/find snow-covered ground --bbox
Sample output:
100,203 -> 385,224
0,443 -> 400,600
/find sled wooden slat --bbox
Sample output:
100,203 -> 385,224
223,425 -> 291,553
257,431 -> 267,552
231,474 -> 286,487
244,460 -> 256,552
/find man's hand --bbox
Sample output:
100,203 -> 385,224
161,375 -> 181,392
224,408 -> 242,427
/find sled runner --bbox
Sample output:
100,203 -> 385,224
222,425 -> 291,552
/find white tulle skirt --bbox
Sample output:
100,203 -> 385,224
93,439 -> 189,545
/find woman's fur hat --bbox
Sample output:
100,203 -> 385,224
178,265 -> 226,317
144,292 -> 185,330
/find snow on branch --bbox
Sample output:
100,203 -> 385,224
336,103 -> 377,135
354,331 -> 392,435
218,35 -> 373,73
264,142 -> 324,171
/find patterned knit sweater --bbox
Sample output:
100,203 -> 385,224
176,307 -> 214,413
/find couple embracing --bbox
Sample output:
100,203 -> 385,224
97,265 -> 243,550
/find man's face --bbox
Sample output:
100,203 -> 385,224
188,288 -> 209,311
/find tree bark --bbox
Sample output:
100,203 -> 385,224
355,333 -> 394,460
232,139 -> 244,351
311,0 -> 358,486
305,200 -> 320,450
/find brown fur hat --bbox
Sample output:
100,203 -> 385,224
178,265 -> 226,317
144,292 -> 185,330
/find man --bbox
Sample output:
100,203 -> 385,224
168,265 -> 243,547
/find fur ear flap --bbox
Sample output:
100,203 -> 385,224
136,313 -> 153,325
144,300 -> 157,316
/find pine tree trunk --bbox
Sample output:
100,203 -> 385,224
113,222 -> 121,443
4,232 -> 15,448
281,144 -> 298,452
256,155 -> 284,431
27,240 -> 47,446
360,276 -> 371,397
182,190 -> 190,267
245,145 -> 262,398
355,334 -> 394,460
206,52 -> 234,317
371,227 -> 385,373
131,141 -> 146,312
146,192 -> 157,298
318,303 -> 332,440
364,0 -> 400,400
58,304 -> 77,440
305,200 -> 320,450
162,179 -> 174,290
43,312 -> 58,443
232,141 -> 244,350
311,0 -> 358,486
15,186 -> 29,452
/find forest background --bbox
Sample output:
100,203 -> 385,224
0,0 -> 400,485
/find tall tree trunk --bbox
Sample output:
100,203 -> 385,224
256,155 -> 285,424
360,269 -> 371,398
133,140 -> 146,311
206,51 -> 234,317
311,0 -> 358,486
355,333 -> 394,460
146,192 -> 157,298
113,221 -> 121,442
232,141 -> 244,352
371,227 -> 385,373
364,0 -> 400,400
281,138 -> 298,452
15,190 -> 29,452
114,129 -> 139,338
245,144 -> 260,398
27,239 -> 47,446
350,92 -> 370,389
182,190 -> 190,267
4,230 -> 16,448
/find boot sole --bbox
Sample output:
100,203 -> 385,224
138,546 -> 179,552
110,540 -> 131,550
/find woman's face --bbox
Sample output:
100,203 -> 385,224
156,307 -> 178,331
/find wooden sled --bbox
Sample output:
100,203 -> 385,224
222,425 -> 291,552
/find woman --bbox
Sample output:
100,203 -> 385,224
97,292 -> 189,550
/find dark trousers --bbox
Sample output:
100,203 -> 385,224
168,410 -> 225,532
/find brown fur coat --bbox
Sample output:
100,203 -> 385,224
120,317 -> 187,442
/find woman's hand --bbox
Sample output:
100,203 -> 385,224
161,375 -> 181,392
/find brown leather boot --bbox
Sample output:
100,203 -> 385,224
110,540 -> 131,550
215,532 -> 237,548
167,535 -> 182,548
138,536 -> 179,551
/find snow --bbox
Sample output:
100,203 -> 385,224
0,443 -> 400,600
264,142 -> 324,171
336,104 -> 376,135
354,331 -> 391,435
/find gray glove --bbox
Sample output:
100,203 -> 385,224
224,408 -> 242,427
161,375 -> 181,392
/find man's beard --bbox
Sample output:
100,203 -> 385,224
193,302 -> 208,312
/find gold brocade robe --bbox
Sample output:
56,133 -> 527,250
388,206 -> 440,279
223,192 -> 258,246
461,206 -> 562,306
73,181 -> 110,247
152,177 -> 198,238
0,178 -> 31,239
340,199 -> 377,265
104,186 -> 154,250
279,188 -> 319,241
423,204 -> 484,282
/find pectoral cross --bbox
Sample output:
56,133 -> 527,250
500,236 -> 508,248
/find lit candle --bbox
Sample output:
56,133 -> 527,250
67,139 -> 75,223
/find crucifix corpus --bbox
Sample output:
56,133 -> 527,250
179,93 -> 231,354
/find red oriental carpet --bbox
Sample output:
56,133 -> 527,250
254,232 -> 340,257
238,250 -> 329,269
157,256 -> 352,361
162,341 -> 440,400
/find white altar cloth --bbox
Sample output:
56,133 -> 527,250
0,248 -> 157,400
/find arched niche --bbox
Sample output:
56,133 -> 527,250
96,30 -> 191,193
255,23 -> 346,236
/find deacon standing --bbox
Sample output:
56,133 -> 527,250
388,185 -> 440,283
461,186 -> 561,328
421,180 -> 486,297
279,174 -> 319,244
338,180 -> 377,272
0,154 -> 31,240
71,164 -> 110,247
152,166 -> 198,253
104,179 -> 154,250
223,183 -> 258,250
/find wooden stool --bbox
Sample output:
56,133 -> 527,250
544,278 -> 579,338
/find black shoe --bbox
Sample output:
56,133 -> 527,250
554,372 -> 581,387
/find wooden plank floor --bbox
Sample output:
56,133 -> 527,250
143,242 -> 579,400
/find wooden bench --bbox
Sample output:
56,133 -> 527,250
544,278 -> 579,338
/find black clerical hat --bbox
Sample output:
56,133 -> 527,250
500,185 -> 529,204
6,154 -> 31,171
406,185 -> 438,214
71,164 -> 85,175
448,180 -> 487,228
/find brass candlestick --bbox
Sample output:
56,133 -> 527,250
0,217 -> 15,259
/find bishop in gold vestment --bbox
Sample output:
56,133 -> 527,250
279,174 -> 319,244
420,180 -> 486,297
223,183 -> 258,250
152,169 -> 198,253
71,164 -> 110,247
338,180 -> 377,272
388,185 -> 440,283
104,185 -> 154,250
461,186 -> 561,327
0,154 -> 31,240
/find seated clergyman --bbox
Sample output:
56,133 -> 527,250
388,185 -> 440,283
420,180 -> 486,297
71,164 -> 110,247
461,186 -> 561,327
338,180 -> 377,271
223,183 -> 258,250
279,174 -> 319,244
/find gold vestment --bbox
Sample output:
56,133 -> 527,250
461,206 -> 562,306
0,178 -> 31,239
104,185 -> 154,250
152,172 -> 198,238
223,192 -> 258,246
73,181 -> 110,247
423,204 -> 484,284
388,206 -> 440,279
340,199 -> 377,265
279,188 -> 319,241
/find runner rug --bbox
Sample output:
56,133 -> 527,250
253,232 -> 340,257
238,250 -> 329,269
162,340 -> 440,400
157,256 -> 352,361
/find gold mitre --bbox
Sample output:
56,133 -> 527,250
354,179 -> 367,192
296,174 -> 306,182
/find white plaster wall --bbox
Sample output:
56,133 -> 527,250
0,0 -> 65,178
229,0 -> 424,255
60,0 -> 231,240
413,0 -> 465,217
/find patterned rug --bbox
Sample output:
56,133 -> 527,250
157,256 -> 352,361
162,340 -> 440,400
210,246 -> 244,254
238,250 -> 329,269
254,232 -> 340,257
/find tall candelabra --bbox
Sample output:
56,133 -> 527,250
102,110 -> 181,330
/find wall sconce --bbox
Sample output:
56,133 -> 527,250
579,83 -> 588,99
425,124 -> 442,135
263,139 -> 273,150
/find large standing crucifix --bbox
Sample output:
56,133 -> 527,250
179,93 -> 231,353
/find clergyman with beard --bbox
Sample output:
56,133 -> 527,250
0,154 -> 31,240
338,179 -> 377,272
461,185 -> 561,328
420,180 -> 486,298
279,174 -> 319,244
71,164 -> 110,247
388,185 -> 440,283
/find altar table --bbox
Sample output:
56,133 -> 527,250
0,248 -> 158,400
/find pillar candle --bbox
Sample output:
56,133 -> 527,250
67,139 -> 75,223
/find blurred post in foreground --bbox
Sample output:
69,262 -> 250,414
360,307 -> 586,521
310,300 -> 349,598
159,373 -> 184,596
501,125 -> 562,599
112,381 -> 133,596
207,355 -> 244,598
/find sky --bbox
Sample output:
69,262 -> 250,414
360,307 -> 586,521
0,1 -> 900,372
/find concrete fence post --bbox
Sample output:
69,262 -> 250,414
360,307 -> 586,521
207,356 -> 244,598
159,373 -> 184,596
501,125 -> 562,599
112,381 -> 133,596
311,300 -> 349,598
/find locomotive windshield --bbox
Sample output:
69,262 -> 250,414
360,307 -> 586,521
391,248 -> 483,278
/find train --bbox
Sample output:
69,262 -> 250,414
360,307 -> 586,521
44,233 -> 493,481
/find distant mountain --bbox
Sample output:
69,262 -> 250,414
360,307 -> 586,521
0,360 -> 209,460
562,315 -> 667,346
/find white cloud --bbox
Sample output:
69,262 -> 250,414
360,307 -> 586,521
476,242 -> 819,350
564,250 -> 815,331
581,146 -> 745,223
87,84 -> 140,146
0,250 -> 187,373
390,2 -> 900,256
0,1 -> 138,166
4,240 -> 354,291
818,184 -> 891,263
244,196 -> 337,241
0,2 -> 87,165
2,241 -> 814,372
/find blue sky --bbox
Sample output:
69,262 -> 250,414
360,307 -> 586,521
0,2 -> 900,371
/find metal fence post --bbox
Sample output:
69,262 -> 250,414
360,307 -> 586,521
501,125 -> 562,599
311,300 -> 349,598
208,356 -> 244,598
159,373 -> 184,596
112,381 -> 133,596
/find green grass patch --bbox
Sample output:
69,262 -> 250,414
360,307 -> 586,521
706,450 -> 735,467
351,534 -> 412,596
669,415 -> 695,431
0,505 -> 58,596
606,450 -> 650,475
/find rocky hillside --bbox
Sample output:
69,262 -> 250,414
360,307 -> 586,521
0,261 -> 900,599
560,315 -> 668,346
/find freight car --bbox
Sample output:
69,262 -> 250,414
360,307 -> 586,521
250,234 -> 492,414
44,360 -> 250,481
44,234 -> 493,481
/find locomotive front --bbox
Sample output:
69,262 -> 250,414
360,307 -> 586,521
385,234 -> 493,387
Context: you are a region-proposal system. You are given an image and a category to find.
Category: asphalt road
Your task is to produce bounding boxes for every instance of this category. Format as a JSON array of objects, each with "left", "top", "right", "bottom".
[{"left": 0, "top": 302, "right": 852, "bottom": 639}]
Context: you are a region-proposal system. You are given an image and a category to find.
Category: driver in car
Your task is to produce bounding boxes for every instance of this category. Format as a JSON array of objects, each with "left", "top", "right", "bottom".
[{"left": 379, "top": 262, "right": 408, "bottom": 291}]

--------------------------------

▶ [Task instructions]
Copy out the lines above word for word, everything from the line containing "tulle skirt --bbox" down to the line containing "188,288 -> 209,311", with both of those lines included.

▶ [Result]
/find white tulle skirt --bbox
Sample output:
100,203 -> 385,224
93,439 -> 189,545
/find woman's fur hat --bbox
Sample output:
100,203 -> 385,224
178,265 -> 226,317
144,292 -> 185,330
/find snow on branch --bbox
Sample output:
100,203 -> 385,224
336,103 -> 377,135
354,331 -> 392,435
218,35 -> 373,73
264,142 -> 324,171
/find patterned knit sweater --bbox
Sample output:
100,203 -> 385,224
176,307 -> 214,413
/find couple embracing --bbox
Sample output:
100,203 -> 385,224
97,265 -> 243,550
/find man's face --bbox
Sample output:
100,203 -> 385,224
188,288 -> 209,311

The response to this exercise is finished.